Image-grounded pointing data
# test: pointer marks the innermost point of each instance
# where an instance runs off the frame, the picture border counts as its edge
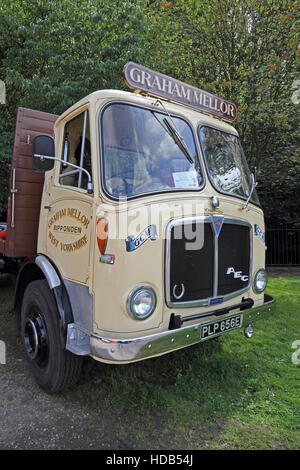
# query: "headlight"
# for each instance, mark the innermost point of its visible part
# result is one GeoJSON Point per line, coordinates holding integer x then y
{"type": "Point", "coordinates": [141, 303]}
{"type": "Point", "coordinates": [260, 281]}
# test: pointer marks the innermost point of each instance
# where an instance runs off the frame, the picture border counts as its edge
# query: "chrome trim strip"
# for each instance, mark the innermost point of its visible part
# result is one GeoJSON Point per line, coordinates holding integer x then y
{"type": "Point", "coordinates": [127, 350]}
{"type": "Point", "coordinates": [205, 302]}
{"type": "Point", "coordinates": [48, 270]}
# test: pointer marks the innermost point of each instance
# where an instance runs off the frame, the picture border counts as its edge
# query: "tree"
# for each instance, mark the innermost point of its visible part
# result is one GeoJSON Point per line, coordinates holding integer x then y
{"type": "Point", "coordinates": [54, 53]}
{"type": "Point", "coordinates": [246, 51]}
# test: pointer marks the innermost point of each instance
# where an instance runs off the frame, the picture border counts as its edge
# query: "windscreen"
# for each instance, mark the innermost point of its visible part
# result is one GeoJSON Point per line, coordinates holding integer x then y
{"type": "Point", "coordinates": [144, 151]}
{"type": "Point", "coordinates": [226, 163]}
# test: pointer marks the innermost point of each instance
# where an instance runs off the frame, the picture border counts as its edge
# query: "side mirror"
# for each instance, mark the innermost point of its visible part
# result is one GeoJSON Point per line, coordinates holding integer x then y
{"type": "Point", "coordinates": [43, 153]}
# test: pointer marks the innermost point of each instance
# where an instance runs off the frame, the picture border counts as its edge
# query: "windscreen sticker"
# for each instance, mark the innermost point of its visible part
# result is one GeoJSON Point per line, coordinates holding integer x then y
{"type": "Point", "coordinates": [259, 233]}
{"type": "Point", "coordinates": [185, 179]}
{"type": "Point", "coordinates": [77, 227]}
{"type": "Point", "coordinates": [134, 243]}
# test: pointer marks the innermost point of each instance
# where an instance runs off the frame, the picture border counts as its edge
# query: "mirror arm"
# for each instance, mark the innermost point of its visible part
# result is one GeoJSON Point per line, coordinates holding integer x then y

Task
The records above should be output exactly, but without any of their pictures.

Task solution
# test: pointer marks the innermost point of each instance
# where an instance runs off the frame, the picture border counts as its edge
# query: "headlight"
# for each instance, mark the innermost point of its visible part
# result is one GeoJSON Point per line, coordinates holding integer x then y
{"type": "Point", "coordinates": [141, 303]}
{"type": "Point", "coordinates": [260, 281]}
# test: pointer marks the innermost point of each instance
# where an instance runs off the frame, the picture border counts as its edge
# query: "chrome trim strip"
# for each instance, mark the innermost point of its visible part
# result is one GeoJSON Point per line, coordinates holding integer x then y
{"type": "Point", "coordinates": [127, 350]}
{"type": "Point", "coordinates": [205, 302]}
{"type": "Point", "coordinates": [48, 270]}
# test: pointer marks the innermost point of each instance
# where an instance runs off the frame, the picture border counts as its edge
# query: "tree"
# for each instance, mark the innermost point of its visible part
# result is one GeoJSON Point per line, coordinates holding integer x then y
{"type": "Point", "coordinates": [54, 53]}
{"type": "Point", "coordinates": [246, 51]}
# test: pointer marks the innermost point of each instance
# where an instance runs off the frame, the picture border counts as its edge
# query: "windscreen"
# for each instance, mark the innermost point of its visible part
# result is one GeoJSON Point per line, coordinates holding integer x then y
{"type": "Point", "coordinates": [144, 151]}
{"type": "Point", "coordinates": [226, 163]}
# test: pointer marks the innermost point of each instance
# where an instance runs off the frame, the picture border counts as its edge
# query: "side mirror"
# for each instance, mark the innermost point of its visible part
# result is one GeoJSON Point per line, coordinates holding integer x then y
{"type": "Point", "coordinates": [43, 153]}
# test: pointer marks the innermost point of each instance
# where an instance runs off the frame, the picture border counts as its edge
# query: "windscreen sticker"
# for each instance, mark the innermost point of its visible part
# result is one GeoJSON Point per line, coordinates holding integer x then y
{"type": "Point", "coordinates": [259, 233]}
{"type": "Point", "coordinates": [185, 179]}
{"type": "Point", "coordinates": [77, 227]}
{"type": "Point", "coordinates": [134, 243]}
# test: pointer marks the innermost point of each instance
# where an instance runs off the frame, the picture border counts as its edge
# query: "mirror arm"
# for each instance, mark the innermost point of its visible part
# result is one GeoJSON Point per line, coordinates holding integer x then y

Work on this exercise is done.